§ STORED DATA
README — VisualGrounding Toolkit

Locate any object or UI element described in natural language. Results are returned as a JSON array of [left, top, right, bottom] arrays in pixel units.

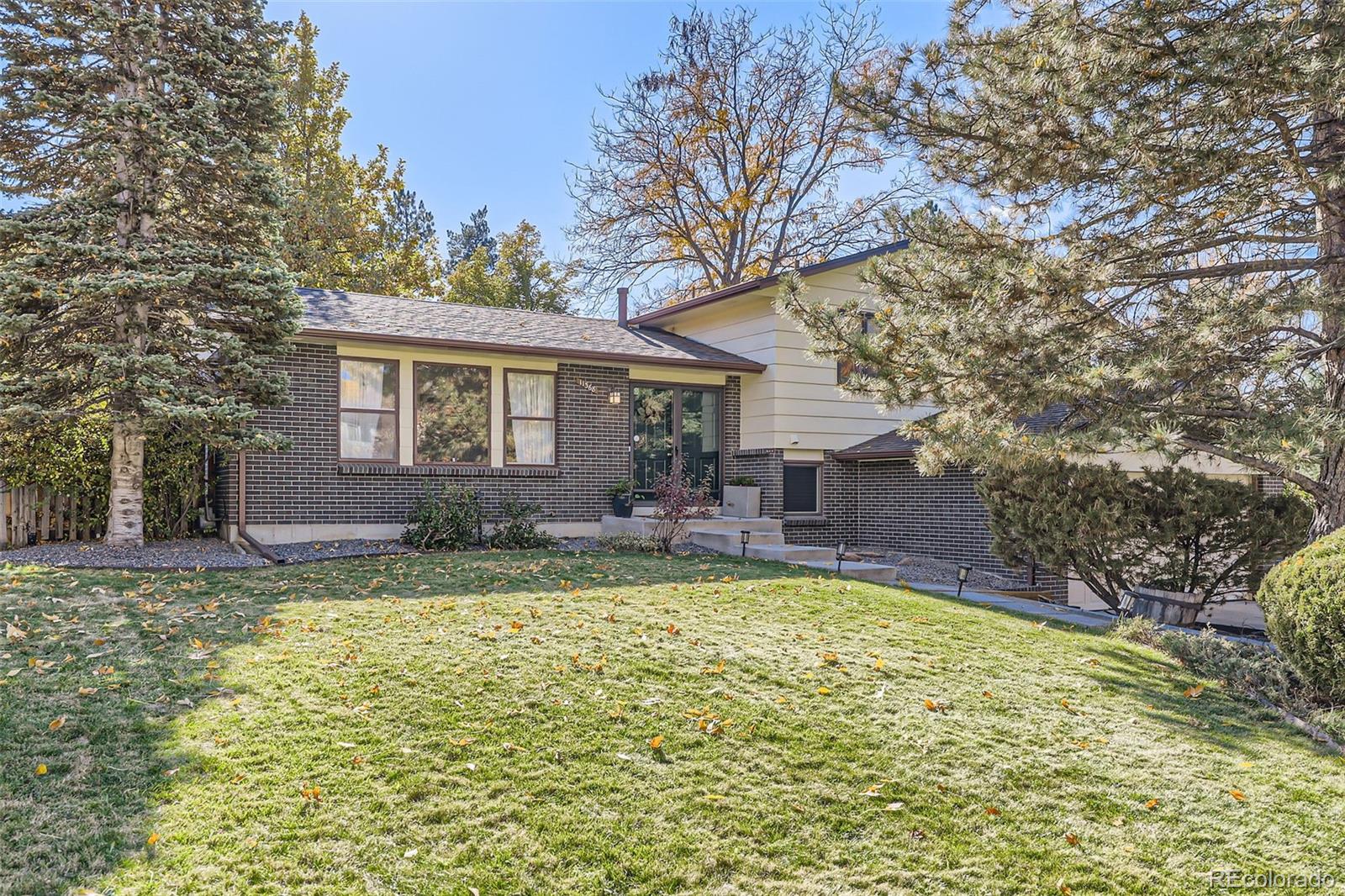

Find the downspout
[[238, 451, 281, 565]]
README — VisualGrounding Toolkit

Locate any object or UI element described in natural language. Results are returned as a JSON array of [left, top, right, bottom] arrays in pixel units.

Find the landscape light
[[957, 564, 971, 598]]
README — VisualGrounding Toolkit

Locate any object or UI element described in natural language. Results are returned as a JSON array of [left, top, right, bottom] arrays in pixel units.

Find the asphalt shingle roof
[[836, 403, 1071, 460], [296, 289, 765, 372]]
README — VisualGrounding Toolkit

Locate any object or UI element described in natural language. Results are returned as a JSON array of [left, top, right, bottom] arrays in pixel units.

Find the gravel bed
[[856, 549, 1027, 591], [267, 538, 417, 564], [0, 538, 266, 569]]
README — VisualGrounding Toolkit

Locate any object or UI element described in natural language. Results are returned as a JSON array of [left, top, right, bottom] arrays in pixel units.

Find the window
[[784, 464, 822, 517], [504, 370, 556, 466], [414, 363, 491, 464], [339, 358, 397, 461], [836, 311, 877, 386]]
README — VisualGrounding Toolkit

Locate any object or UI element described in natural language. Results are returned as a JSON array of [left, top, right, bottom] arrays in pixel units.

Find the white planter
[[720, 486, 762, 519]]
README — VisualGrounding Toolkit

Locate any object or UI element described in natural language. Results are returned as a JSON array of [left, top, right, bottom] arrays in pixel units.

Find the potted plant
[[721, 477, 762, 518], [607, 477, 635, 517]]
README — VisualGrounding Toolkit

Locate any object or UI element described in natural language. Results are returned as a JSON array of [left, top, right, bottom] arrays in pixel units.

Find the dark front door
[[630, 386, 721, 500]]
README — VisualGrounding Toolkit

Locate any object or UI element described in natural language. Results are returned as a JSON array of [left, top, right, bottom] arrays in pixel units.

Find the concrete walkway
[[906, 581, 1116, 628]]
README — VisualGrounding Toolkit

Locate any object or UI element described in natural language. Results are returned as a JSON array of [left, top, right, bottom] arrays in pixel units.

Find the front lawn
[[0, 551, 1345, 894]]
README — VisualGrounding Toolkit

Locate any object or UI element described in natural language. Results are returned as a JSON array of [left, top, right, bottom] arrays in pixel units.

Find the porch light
[[957, 564, 971, 598]]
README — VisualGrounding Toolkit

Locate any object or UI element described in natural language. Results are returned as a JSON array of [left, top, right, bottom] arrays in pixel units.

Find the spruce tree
[[782, 0, 1345, 535], [0, 0, 300, 545]]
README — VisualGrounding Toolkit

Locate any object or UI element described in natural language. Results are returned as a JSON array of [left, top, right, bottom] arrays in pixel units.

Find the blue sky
[[267, 0, 947, 262]]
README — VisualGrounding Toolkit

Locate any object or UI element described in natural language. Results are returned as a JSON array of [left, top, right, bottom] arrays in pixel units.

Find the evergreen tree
[[446, 206, 499, 271], [448, 218, 576, 314], [0, 0, 298, 545], [280, 13, 442, 296], [782, 0, 1345, 537]]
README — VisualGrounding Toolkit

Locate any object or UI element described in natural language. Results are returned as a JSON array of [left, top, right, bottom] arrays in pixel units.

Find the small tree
[[654, 463, 715, 554], [978, 460, 1311, 608]]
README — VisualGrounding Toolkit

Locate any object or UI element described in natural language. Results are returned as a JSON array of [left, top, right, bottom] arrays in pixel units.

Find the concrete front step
[[688, 529, 784, 554], [603, 515, 782, 532], [748, 545, 836, 564]]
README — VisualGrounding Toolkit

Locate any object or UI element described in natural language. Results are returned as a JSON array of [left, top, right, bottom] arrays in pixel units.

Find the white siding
[[655, 265, 931, 451]]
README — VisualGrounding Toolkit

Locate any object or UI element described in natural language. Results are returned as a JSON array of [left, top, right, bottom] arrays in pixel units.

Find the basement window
[[784, 464, 822, 517]]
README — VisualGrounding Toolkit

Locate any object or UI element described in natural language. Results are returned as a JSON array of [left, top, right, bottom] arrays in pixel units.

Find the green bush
[[402, 486, 482, 551], [488, 495, 558, 551], [597, 531, 659, 554], [1256, 530, 1345, 701]]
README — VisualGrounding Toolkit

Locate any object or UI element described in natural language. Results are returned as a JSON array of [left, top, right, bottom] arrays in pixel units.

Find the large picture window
[[414, 363, 491, 464], [784, 464, 822, 517], [339, 358, 397, 460], [504, 370, 556, 466]]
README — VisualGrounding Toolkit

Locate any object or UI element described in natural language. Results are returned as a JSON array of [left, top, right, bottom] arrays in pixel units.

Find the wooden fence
[[0, 482, 108, 547]]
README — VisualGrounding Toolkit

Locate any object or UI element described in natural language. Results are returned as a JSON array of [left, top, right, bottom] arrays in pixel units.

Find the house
[[218, 244, 1269, 621]]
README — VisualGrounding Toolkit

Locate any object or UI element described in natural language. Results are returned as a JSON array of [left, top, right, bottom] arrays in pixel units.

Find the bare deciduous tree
[[569, 7, 894, 309]]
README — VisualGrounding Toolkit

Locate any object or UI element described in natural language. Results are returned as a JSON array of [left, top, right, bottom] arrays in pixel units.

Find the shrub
[[597, 531, 659, 554], [978, 460, 1311, 608], [487, 495, 558, 551], [1256, 530, 1345, 701], [654, 463, 715, 554], [402, 486, 482, 551]]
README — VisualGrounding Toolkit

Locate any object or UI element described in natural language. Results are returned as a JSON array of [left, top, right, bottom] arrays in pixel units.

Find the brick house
[[218, 244, 1258, 594]]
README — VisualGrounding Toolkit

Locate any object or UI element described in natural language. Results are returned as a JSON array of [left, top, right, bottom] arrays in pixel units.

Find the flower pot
[[720, 486, 762, 519]]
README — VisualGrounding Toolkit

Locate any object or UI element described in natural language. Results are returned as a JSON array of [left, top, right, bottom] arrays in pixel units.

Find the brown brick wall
[[219, 343, 741, 526]]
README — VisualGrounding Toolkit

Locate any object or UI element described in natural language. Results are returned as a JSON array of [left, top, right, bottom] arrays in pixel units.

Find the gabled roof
[[832, 403, 1072, 460], [630, 240, 910, 327], [296, 289, 765, 372]]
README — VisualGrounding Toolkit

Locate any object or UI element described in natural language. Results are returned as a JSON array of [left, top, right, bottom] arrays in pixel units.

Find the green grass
[[0, 551, 1345, 894]]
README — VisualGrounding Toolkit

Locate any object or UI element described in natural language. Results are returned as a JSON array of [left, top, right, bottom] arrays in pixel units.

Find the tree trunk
[[1307, 59, 1345, 540], [105, 419, 145, 546]]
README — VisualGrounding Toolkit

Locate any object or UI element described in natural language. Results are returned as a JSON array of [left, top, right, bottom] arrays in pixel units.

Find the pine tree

§ SET PROBLEM
Could you copy every line of the material above verbatim, omitting the pictures?

§ EXERCISE SOLUTION
README — VisualGrounding Toolkit

Locate any object or UI element described in natural language. Results are returned as a JSON array of [left, top, right, bottom] arrays in pixel units.


Find the downspout
[[238, 451, 281, 565]]
README — VisualGrounding Toolkit

Locate any object or UI element described in natural language. Results are returned as a JSON array of [left, top, right, bottom] arrays in pixel units.

Find the landscape light
[[957, 564, 971, 598]]
README — VisualGrounding Toolkit

Locate any object or UI element described in natural language. Results are returned as a JSON array of [left, top, right, bottom] arrays in pixel units.

Find the asphalt shingle roof
[[836, 403, 1071, 460], [296, 289, 765, 372]]
README — VisualGrounding Toolkit

Locate any object or UI element described in natural language. Results are returned as a JSON array of [left, top, right, bottom] arrays in pixel units.

Find the gravel bed
[[856, 549, 1027, 591], [267, 538, 417, 564], [0, 538, 266, 569]]
README — VisualGrounding Toolkit

Locate any object or UI element described in natural language. Results are returned as a JSON array of [left, top, right, bottom] arrays in pixel units.

Find the window
[[784, 464, 822, 517], [504, 370, 556, 466], [414, 363, 491, 464], [339, 358, 397, 461], [836, 311, 877, 386]]
README — VisualGrounding Toolkit

Locate any object or UI element described in natural language. Results are returned as a JSON array of [left, top, right, bottom] arrays in pixel units.

Find the white planter
[[720, 486, 762, 519]]
README — VisualGrounding Toolkit

Locate any object or UI element described in natural language. Results are returned as a JSON array of [left, top, right, bottom] arrays in pixel units.

Find the potted plant
[[721, 477, 762, 518], [607, 477, 635, 517]]
README — VisualGrounding Toolkit

Locate any object or UI element described in natural language. Results are returned as a JSON array of [left, top, right, bottom] arrays in pixel units.

Find the dark front door
[[630, 386, 721, 500]]
README — VisualGrounding Toolkit

Locate any object or UI element described in natural language. Results are returned as a JSON array of [left, top, right, bottom] arrays in pixel units.

Find the concrete walkway
[[906, 581, 1116, 628]]
README — VisualGrounding Toolkit

Locate any object or UI element described in natural language. Results are returned as a JSON array of [left, top, right, bottom] arrays in pixel units.

Find the front lawn
[[0, 551, 1345, 894]]
README — VisualGrounding Toolkit

Locate any object or UI element described in natural language. Results are returned as a JSON array of [left, top, right, bottom] arrays in pixel units.

Find the porch light
[[957, 564, 971, 598]]
README — VisualGrounding Toolkit

Locate any object or UI element described in natural language. Results are returned as a JSON array of [left, top, right, bottom] arrays in pixel units.

Find the spruce tree
[[782, 0, 1345, 535], [0, 0, 300, 545]]
README — VisualGrounding Toolkit

Locate any object or UI element described in natural language. Results are returned as a JSON array of [left, top, right, bottom] arrays in pixel units.

Find the blue sky
[[267, 0, 947, 262]]
README — VisualGrounding Toolkit

Locate any object or UI element described in natural language. Results are returned as a JSON array of [left, top, right, bottom] arrays in pixel units.

Find the evergreen tree
[[446, 206, 499, 271], [448, 218, 576, 314], [0, 0, 298, 545], [280, 13, 442, 296], [782, 0, 1345, 537]]
README — VisualGrounding Toolkit

Locate any object or UI element described in natural language. Results are returned as a JSON array of [left, top, right, bottom] arrays in pixel units.

Find the small tree
[[654, 463, 715, 554], [978, 460, 1311, 608]]
README — VisualGrounding Toolkit

Locate any object or UI element described in natural language. Results are returned as a JSON array of [left, top, right, bottom] arrays in pixel units.

Find the concrete front step
[[688, 529, 784, 554], [603, 515, 782, 532], [748, 545, 836, 564]]
README — VisualGrounding Toolkit

Locate any object or UI element described in natural language. Results are returned as a JSON array of [left, top, right, bottom] arrays in pixel units.

Find the white siding
[[655, 265, 931, 451]]
README — VisualGrounding Toolkit

Locate any object or UI element described in natural language. Results are returned as a JSON array of [left, top, right, bottom] arrays in pixel units.

Find the basement window
[[784, 464, 822, 517]]
README — VisualGrounding Toolkit

Locate any object or UI element described in natural language. Results are returned as a JSON array of [left, top, right, bottom] arrays in pixel units.

Find the green bush
[[402, 486, 482, 551], [488, 495, 558, 551], [597, 531, 659, 554], [1256, 530, 1345, 701]]
README — VisualGrounding Toolkit

Locate any object or UI element described in natural language. Results are returned as a JSON array of [left, top, right, bottom] arrays in pixel units.

Find the large picture window
[[414, 363, 491, 464], [784, 464, 822, 517], [339, 358, 397, 460], [504, 370, 556, 466]]
README — VisualGrounding Toolkit

Locate any object or UI element described in natural language. Results are returned as a JSON array of [left, top, right, bottom] arrays in pixel units.

Find the wooden fence
[[0, 482, 108, 547]]
README — VisualGrounding Toolkit

Locate any object or UI element described in natural language. Results are returned as a JSON array of [left, top, right, bottom] arrays in pixel units.

Find the house
[[218, 244, 1269, 621]]
README — VisualGrounding Toolkit

Locate any object or UI element described in natural language. Results are returned as a JSON array of [left, top, right, bottom] arrays in pixel units.

Find the bare deciduous tree
[[569, 7, 894, 309]]
README — VisualGrounding Toolkit

Locate any object or UI element described in natural language. Results are returned as a JSON array of [left, top, right, bottom] arrays in pixel units.

Find the shrub
[[597, 531, 659, 554], [978, 460, 1311, 608], [487, 495, 558, 551], [1256, 530, 1345, 701], [654, 463, 715, 554], [402, 486, 482, 551]]
README — VisualGrounding Toolkit

Locate any object or UI element described in natural language. Results are returned as a JSON array of [left, top, right, bottom] arrays in pixel units.

Find the brick house
[[218, 244, 1258, 594]]
README — VisualGrounding Toolkit

Locate any object or UI element described in natural language. Results are returned as a JSON array of [left, top, right, bottom] arrays in pixel units.

Find the flower pot
[[720, 486, 762, 519]]
README — VisualGrounding Toolkit

Locate any object or UI element described in natural language. Results are returned as a JSON array of [left, top, right, bottom] arrays in pixel units.

Find the brown brick wall
[[219, 343, 741, 526]]
README — VisualGrounding Toolkit

Locate any object or UI element described in natural language. Results are returned as a JSON array of [left, top, right, bottom] arrays in pixel units.

Find the gabled roof
[[832, 403, 1072, 460], [630, 240, 910, 327], [296, 289, 765, 372]]
README — VisualGrounding Toolkit

Locate any object or UI element described in natural language. Results are returned as a JSON array of [left, top, right, bottom] arrays in pixel units.

Find the green grass
[[0, 551, 1345, 894]]
README — VisualGrounding Toolkit

Locate any object or UI element described in natural language. Results are returned as a JSON array of [left, top, right, bottom] arrays in pixel units.

Find the tree trunk
[[1307, 59, 1345, 540], [105, 419, 145, 546]]
README — VisualGrounding Toolkit

Locate any object or UI element described in natural language. Results are returned as a JSON array of [left, top, right, bottom] arrays in pixel units.

Find the pine tree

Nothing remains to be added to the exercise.